▶ [Challenge]:
Copy the rows below with "thickest part" swapped for "widest part" wherever it appears, leaving everything else unchanged.

++++

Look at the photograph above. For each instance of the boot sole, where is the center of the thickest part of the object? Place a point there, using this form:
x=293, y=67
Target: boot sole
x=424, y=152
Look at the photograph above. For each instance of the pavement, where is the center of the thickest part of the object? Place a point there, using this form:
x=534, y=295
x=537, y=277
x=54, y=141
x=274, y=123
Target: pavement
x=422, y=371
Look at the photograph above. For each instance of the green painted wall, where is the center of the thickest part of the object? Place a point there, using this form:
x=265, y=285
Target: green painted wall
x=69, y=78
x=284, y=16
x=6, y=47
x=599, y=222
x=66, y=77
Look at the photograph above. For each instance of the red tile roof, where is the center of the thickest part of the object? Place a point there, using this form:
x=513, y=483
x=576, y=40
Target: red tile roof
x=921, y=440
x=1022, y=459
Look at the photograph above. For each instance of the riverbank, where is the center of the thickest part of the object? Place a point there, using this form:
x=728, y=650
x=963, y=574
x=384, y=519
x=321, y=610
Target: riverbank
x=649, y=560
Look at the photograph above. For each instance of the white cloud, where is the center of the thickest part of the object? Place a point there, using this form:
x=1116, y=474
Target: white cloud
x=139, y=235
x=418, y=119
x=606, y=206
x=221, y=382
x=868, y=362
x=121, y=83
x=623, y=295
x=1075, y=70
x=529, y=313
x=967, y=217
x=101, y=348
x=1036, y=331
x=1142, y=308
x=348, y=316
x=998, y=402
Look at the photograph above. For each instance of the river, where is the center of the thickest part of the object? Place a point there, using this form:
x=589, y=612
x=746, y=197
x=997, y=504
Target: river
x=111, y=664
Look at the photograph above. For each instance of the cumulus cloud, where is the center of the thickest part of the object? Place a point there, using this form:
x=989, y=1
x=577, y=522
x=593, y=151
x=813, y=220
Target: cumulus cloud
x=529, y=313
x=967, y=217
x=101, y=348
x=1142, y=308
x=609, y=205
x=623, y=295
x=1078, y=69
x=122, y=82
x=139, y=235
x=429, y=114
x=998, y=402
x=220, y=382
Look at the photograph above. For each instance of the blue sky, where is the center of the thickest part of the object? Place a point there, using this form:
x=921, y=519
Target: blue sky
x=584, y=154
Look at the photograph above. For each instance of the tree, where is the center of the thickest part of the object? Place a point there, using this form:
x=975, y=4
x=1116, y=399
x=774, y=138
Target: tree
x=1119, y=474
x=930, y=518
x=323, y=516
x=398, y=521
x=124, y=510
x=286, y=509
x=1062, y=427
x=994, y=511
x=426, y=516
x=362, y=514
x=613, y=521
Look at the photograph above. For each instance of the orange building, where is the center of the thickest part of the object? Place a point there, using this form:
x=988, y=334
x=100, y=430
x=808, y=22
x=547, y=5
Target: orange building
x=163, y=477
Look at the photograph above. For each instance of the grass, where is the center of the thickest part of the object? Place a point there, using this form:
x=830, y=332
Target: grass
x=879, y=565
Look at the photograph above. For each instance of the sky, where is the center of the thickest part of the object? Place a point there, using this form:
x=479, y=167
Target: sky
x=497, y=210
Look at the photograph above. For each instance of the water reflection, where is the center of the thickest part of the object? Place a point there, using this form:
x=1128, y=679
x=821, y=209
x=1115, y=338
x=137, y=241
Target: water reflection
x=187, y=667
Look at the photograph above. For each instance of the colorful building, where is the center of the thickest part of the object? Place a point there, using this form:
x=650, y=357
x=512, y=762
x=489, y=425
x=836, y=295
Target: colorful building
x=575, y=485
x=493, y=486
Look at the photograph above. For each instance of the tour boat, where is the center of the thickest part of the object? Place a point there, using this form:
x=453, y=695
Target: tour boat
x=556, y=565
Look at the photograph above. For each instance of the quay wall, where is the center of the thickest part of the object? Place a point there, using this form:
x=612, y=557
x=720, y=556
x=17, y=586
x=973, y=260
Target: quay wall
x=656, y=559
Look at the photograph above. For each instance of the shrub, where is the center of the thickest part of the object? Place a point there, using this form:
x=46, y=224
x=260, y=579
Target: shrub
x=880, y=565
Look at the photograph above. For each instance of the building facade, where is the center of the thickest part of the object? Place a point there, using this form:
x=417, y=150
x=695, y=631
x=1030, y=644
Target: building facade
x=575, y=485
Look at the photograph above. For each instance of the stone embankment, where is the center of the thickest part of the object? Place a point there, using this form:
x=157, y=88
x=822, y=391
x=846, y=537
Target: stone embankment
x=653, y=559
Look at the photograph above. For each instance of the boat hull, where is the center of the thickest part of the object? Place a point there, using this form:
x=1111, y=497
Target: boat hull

++++

▶ [Result of this task]:
Look at the photograph above. For each instance of the boot sole, where is the center of the widest part of the object? Place a point there, using this form:
x=293, y=67
Target: boot sole
x=424, y=152
Look at the photograph above. For each instance of the pavement, where is the center of the widest part of the object? Place a point there, using this form:
x=534, y=295
x=537, y=277
x=54, y=141
x=274, y=123
Target: pavement
x=422, y=371
Look at the photograph above. For each instance of the green painted wall, where is the center of the widest part of the object? Place a point there, using this form:
x=265, y=285
Target: green painted wall
x=69, y=78
x=284, y=16
x=6, y=47
x=599, y=222
x=66, y=77
Look at the photograph above. For each instance of the red tile roof, where is the center of the widest part of the object? Place a point there, using this form:
x=513, y=483
x=576, y=40
Target: red tile roof
x=921, y=440
x=1022, y=459
Look at the photograph above. For each instance of the riverbank, where is the center of the widest part of the object? Place a point there, using this form:
x=728, y=650
x=963, y=574
x=384, y=519
x=321, y=610
Target: riverbank
x=649, y=560
Look at the photograph above. For each instance of the white cloud, where is the center of the widest part of the object? Place a point there, using this form:
x=1116, y=474
Target: white cloud
x=139, y=235
x=418, y=119
x=606, y=206
x=221, y=382
x=868, y=362
x=121, y=83
x=623, y=295
x=1075, y=70
x=529, y=313
x=967, y=217
x=101, y=348
x=1036, y=331
x=1142, y=308
x=348, y=316
x=998, y=402
Look at the photograph above. For each instance of the river, where is the center of the widest part of the object? Place a point there, using this form:
x=589, y=612
x=746, y=197
x=997, y=504
Target: river
x=111, y=664
Look at the photograph above. For each instance of the cumulus cloud, where is the center of the widest part of the object? Place a point there, using this form:
x=989, y=1
x=577, y=522
x=593, y=151
x=813, y=220
Target: cumulus cloud
x=529, y=313
x=967, y=217
x=101, y=348
x=1142, y=308
x=609, y=205
x=623, y=295
x=1078, y=69
x=122, y=82
x=139, y=235
x=429, y=114
x=998, y=402
x=220, y=382
Look at the photograph above. For each instance of the blue sky, where is the center of the widest part of the object? Place a point there, using this form:
x=921, y=519
Target: blue sky
x=584, y=154
Look at the photograph above. For each instance of the tree, where is the center of the widest part of the object? Place a point there, using this form:
x=975, y=4
x=1116, y=399
x=774, y=138
Target: tree
x=1119, y=474
x=930, y=518
x=323, y=516
x=398, y=521
x=124, y=510
x=286, y=509
x=1062, y=427
x=994, y=511
x=426, y=516
x=362, y=514
x=613, y=521
Look at the photograph above. For each instance of the orange building, where is the center of the widest part of the object? Place a point there, using this form:
x=988, y=334
x=100, y=430
x=808, y=22
x=547, y=5
Target: orange building
x=163, y=477
Look at the photograph above. For each instance of the grass, where is the center of the widest part of the object? Place a point there, using this form:
x=830, y=332
Target: grass
x=879, y=565
Look at the photograph above. For each instance of the sky, where is the center of the widest part of the object? Place a point there, using this form:
x=479, y=167
Target: sky
x=497, y=210
Look at the photograph above. For each instance of the water reflection, where is the center of the widest part of the object? Place a point there, using this form:
x=1128, y=679
x=821, y=209
x=1115, y=338
x=137, y=241
Target: water reflection
x=187, y=667
Look at the photograph above. For each instance of the colorful building, where is the center of the widest part of the object? Place a point there, using this form:
x=650, y=357
x=512, y=762
x=489, y=425
x=836, y=295
Target: colorful building
x=575, y=485
x=493, y=486
Look at the photograph above. For each instance of the tour boat, where is the center of the widest part of the object? Place a point there, using this form:
x=453, y=695
Target: tour boat
x=556, y=565
Look at the photograph above. For each instance of the quay wall, where is the center of the widest part of the object? Place a point there, using this form:
x=612, y=557
x=720, y=556
x=17, y=586
x=973, y=260
Target: quay wall
x=656, y=559
Look at the photograph above. For each instance of the shrub, where is the center of the widest part of the object? Place a point there, using this form:
x=46, y=224
x=260, y=579
Target: shrub
x=880, y=565
Look at the photograph above. For each instance of the building facade, where is the center of the widest part of the object? Place a point there, using this form:
x=417, y=150
x=695, y=631
x=1030, y=644
Target: building facade
x=575, y=485
Look at the photograph above. For each instance of the stone embankment, where is the center of the widest part of the object? Place a point there, using this form:
x=157, y=88
x=822, y=391
x=846, y=537
Target: stone embankment
x=653, y=559
Look at the photograph above. For each instance of the boat hull, where is the center of the widest part of the object? Place a point there, using this form:
x=1111, y=497
Target: boat hull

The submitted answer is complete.